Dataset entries
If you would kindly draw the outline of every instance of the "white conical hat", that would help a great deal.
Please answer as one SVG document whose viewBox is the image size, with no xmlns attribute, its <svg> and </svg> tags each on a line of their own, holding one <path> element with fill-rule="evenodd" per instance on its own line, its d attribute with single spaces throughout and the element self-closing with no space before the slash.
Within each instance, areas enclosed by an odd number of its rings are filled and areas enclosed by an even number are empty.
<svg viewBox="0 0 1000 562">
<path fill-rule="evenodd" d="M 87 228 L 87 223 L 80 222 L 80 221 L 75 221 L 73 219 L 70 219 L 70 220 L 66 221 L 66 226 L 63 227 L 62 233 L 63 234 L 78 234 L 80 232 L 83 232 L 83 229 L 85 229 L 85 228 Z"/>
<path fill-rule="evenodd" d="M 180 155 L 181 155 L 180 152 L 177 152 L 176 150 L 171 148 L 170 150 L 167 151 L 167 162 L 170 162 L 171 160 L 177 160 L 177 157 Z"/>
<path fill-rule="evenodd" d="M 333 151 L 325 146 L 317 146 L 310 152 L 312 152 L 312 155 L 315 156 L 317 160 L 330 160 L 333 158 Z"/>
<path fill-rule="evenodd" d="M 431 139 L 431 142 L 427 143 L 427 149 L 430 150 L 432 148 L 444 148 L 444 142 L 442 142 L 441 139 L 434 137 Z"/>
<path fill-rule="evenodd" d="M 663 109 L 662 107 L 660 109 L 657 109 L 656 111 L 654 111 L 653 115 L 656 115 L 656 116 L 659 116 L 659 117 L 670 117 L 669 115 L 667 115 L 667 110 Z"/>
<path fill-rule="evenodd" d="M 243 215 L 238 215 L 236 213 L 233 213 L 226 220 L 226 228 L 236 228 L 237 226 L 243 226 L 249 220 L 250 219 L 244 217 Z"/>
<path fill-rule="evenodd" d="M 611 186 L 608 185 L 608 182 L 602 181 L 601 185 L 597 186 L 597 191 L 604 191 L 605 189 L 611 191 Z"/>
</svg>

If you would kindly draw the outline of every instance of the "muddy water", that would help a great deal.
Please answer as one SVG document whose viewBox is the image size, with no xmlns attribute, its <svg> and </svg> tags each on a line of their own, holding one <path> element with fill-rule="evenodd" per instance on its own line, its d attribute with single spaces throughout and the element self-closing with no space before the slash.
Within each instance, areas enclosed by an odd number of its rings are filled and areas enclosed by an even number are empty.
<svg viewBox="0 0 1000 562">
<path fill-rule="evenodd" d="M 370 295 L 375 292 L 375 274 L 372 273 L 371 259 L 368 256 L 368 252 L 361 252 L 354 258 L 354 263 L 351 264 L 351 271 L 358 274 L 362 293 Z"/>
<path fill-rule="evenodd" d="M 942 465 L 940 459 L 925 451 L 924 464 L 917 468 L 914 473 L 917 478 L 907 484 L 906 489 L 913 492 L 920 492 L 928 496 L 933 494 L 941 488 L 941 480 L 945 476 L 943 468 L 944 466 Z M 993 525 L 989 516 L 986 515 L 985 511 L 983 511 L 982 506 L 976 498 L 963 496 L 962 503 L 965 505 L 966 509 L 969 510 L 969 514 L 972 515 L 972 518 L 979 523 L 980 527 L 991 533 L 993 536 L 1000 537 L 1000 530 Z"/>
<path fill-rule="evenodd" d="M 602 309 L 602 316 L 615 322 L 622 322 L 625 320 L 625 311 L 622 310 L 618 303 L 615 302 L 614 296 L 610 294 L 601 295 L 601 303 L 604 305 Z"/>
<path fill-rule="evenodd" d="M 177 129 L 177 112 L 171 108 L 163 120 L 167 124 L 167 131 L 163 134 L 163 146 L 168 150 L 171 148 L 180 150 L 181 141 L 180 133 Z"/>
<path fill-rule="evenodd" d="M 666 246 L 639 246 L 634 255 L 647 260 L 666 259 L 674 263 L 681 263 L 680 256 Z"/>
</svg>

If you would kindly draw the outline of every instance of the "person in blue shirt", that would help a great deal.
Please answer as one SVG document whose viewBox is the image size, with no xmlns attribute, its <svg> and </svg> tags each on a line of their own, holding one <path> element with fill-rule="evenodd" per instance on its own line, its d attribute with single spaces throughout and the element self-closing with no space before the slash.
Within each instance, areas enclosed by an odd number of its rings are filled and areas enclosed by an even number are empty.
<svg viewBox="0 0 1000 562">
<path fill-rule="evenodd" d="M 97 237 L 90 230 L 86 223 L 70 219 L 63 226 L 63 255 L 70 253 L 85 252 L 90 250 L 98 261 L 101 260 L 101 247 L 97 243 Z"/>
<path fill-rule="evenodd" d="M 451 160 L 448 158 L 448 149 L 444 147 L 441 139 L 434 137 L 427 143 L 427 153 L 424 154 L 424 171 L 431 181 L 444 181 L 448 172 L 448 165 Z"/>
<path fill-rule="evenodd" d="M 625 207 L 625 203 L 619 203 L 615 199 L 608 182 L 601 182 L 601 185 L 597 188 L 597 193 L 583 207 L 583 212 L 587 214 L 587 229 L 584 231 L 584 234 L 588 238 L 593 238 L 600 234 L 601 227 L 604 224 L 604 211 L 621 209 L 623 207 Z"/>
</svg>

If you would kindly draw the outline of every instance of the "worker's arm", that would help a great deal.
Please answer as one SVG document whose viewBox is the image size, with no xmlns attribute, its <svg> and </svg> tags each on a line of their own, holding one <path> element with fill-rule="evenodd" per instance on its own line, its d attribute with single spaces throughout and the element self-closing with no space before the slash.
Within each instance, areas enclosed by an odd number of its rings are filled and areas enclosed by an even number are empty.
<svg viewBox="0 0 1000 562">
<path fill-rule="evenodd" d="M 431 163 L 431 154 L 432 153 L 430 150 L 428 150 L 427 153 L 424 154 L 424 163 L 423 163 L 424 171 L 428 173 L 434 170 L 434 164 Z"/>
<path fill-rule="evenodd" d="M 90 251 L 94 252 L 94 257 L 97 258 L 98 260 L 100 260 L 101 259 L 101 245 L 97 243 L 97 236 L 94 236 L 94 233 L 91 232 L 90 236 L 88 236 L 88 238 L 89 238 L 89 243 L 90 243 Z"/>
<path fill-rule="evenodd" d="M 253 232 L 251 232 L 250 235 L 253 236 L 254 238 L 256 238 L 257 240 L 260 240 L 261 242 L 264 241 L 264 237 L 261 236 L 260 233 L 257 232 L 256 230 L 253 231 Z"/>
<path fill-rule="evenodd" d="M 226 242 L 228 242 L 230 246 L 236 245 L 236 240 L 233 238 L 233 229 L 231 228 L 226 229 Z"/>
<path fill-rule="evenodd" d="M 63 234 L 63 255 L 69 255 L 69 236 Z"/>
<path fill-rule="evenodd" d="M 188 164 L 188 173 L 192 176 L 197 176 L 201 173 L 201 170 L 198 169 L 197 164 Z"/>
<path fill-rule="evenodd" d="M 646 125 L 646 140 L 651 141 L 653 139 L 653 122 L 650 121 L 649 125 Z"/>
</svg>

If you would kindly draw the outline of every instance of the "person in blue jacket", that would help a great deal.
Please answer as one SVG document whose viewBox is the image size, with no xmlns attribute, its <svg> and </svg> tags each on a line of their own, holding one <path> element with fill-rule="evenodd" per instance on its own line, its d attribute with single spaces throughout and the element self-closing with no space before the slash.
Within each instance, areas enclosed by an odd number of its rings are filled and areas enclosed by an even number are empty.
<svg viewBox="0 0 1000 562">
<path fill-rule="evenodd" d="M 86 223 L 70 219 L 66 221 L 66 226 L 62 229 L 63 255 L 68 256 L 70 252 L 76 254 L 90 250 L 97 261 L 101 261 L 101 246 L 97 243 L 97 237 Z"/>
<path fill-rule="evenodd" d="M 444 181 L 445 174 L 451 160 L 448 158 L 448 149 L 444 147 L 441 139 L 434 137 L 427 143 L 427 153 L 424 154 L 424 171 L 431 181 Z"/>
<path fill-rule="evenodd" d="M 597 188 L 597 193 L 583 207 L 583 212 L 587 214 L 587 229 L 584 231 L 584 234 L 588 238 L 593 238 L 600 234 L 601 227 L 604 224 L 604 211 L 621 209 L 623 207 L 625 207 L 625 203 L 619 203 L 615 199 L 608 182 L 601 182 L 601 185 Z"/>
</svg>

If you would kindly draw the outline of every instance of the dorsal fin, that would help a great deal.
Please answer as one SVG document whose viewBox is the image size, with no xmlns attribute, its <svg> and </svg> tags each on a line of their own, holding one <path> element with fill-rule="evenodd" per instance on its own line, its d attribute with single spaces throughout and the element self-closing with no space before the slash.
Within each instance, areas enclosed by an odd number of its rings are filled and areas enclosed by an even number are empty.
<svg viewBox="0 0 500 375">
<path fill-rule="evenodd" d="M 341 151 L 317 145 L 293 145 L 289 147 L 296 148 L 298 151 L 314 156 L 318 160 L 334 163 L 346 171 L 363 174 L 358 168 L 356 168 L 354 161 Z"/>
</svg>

Task details
Each line of the entries above that contains "blue" is to be copied.

Response area
If you would kindly draw the outline of every instance of the "person in blue shirt", that would help a great deal.
If you would kindly draw the outline of every instance of the "person in blue jacket", that would help a great deal.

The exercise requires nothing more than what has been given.